◆ Exercise: Retype all of the entries exactly as they appear.

Extracted records:
=-=-=-=-=
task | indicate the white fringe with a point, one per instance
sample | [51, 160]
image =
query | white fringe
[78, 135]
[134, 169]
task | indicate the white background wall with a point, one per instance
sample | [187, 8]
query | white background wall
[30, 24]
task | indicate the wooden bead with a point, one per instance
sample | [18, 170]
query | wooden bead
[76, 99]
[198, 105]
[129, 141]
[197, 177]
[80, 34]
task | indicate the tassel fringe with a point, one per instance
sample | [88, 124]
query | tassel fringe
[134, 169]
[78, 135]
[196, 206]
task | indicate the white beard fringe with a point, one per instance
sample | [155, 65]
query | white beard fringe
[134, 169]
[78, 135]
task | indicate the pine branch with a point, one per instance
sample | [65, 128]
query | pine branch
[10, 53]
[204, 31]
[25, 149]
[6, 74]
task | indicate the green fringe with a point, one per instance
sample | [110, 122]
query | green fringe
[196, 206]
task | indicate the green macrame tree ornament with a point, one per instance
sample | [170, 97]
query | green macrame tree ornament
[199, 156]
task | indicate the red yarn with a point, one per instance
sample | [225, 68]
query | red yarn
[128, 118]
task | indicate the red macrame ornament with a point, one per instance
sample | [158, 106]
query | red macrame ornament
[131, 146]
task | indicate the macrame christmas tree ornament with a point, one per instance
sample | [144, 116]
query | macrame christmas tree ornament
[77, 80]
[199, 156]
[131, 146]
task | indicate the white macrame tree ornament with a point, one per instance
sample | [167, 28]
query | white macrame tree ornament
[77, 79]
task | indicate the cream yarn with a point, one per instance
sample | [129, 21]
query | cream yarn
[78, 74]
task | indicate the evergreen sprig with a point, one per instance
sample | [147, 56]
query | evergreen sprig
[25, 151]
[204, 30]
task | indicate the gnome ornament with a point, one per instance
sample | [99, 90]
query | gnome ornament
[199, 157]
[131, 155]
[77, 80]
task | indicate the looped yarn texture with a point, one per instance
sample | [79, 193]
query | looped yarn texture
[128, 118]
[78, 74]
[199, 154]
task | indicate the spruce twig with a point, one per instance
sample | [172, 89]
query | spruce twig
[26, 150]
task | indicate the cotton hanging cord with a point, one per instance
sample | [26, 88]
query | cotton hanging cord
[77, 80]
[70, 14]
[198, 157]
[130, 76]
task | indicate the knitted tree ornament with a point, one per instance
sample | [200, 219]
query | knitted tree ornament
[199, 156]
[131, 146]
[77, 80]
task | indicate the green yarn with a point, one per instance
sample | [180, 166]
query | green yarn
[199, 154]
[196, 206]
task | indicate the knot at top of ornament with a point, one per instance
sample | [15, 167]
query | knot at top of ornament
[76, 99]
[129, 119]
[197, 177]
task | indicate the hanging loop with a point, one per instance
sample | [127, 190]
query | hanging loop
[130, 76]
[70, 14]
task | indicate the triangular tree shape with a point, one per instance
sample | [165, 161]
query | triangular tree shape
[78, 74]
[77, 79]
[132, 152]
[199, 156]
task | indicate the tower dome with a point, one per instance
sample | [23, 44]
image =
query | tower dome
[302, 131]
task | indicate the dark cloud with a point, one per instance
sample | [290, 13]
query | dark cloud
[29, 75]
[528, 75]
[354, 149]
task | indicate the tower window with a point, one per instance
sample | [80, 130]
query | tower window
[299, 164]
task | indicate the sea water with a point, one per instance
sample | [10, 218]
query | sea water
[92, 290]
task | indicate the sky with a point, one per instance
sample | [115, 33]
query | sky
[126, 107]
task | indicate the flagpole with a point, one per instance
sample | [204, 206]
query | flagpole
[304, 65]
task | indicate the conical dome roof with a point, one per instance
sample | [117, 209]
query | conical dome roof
=-=-=-=-=
◆ Answer box:
task | indicate the white fringe with a point, one per instance
sample | [51, 160]
image =
query | white fringe
[78, 135]
[134, 169]
task | indicate the white background wall with a point, one per instance
sample | [187, 8]
query | white background wall
[30, 24]
task | indicate the wooden bead with a point, one per instance
sample | [18, 170]
query | wooden bead
[76, 99]
[198, 105]
[129, 141]
[197, 177]
[80, 34]
task | indicate the tassel fringe with a point, one per instance
sample | [88, 124]
query | tassel fringe
[134, 169]
[78, 135]
[196, 206]
task | indicate the white beard fringe with a point, one per instance
sample | [155, 65]
query | white beard fringe
[134, 169]
[78, 135]
task | indicate the pine branch with a point, one per instance
sample | [65, 128]
query | pine branch
[10, 53]
[204, 31]
[25, 149]
[6, 74]
task | indicate the green fringe with a point, one per instance
sample | [110, 122]
query | green fringe
[196, 206]
task | indicate the green macrame tree ornament with a point, one per instance
sample | [170, 97]
query | green macrame tree ornament
[199, 156]
task | indicate the red yarn with a point, one per instance
sample | [225, 68]
query | red yarn
[128, 118]
task | indicate the red macrame ornament with a point, one per instance
sample | [158, 106]
query | red macrame ornament
[131, 146]
task | indicate the macrame christmas tree ornament with a point, one per instance
sample | [144, 116]
query | macrame christmas tree ornament
[77, 80]
[199, 156]
[131, 146]
task | indicate the white macrame tree ornament with a point, one per instance
sample | [167, 28]
query | white macrame tree ornament
[77, 79]
task | indicate the cream yarn with a point, one per instance
sample | [129, 21]
query | cream yarn
[78, 74]
task | indicate the evergreen sprig with a point, one per instance
sample | [147, 56]
query | evergreen sprig
[25, 151]
[204, 30]
task | indicate the gnome ornament with a point, one per instance
sample | [99, 90]
query | gnome ornament
[199, 157]
[131, 155]
[77, 80]
task | indicate the looped yarn texture with a point, one per instance
sample | [79, 193]
query | looped yarn texture
[128, 118]
[78, 74]
[199, 154]
task | indicate the spruce twig with a point, one per instance
sample | [172, 89]
query | spruce twig
[26, 150]
task | indicate the cotton hanging cord with a point, one per instance
sample | [26, 88]
query | cotton hanging cord
[77, 80]
[70, 14]
[198, 157]
[130, 76]
task | indicate the knitted tree ornament with a point, one per instance
sample | [200, 219]
query | knitted tree ornament
[199, 156]
[131, 146]
[77, 80]
task | indicate the green yarn with a point, one per instance
sample | [180, 166]
query | green yarn
[199, 154]
[196, 206]
task | indicate the knot at top of ornament with a point, one per instance
sample | [15, 167]
query | knot at top of ornament
[76, 99]
[129, 119]
[197, 177]
task | indicate the hanging loop with a point, one per instance
sample | [127, 190]
query | hanging loop
[130, 76]
[70, 14]
task | indicate the triangular tree shape with a point, one per instance
sample | [165, 161]
query | triangular tree shape
[78, 74]
[77, 79]
[132, 152]
[199, 156]
task | indicate the tower dome with a point, one per instance
sample | [23, 44]
image =
query | tower dome
[302, 131]
task | indicate the dark cloud with a point, one per instance
sample | [290, 13]
query | dark cloud
[29, 75]
[528, 75]
[354, 149]
task | indicate the tower window with a point, one per instance
sample | [80, 130]
query | tower window
[299, 164]
task | indicate the sea water with a point, one per instance
sample | [10, 218]
query | sea water
[92, 290]
task | indicate the sky with a point, one per instance
sample | [115, 33]
query | sky
[126, 107]
task | indicate the flagpole with a point, one per instance
sample | [204, 206]
query | flagpole
[304, 65]
task | indicate the conical dome roof with a point, one per instance
sample | [117, 209]
query | conical dome roof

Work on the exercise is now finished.